**TASK REQUIREMENTS**
Output, word for word, each line from the one with "pixel coordinates as" through the end of the listing below, excluding every picture.
--*--
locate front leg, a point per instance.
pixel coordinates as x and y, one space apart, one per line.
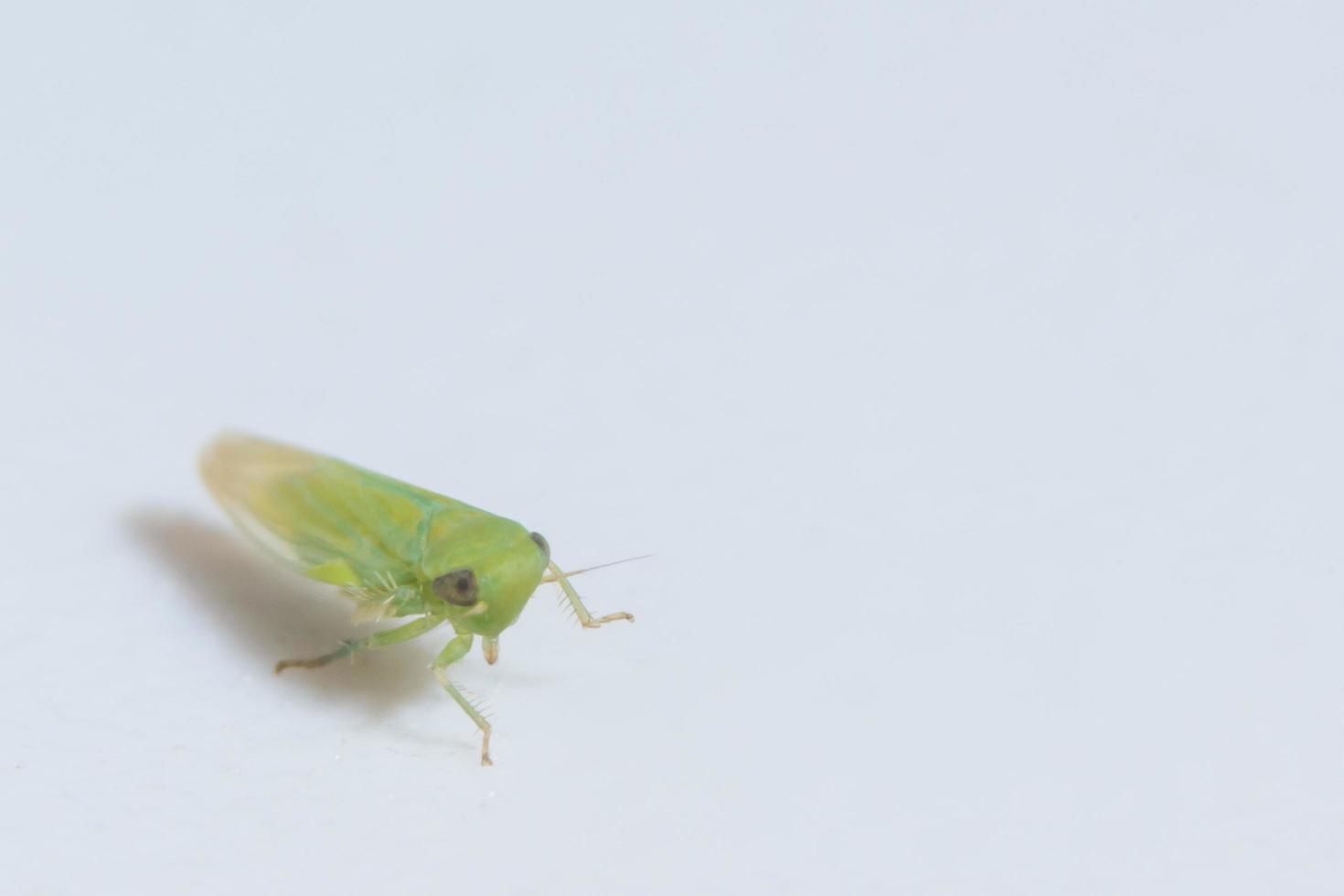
377 640
580 610
456 649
--*--
**EXERCISE RESPONSE**
pixel coordinates as x and y, one space apart, one per line.
377 640
580 610
456 649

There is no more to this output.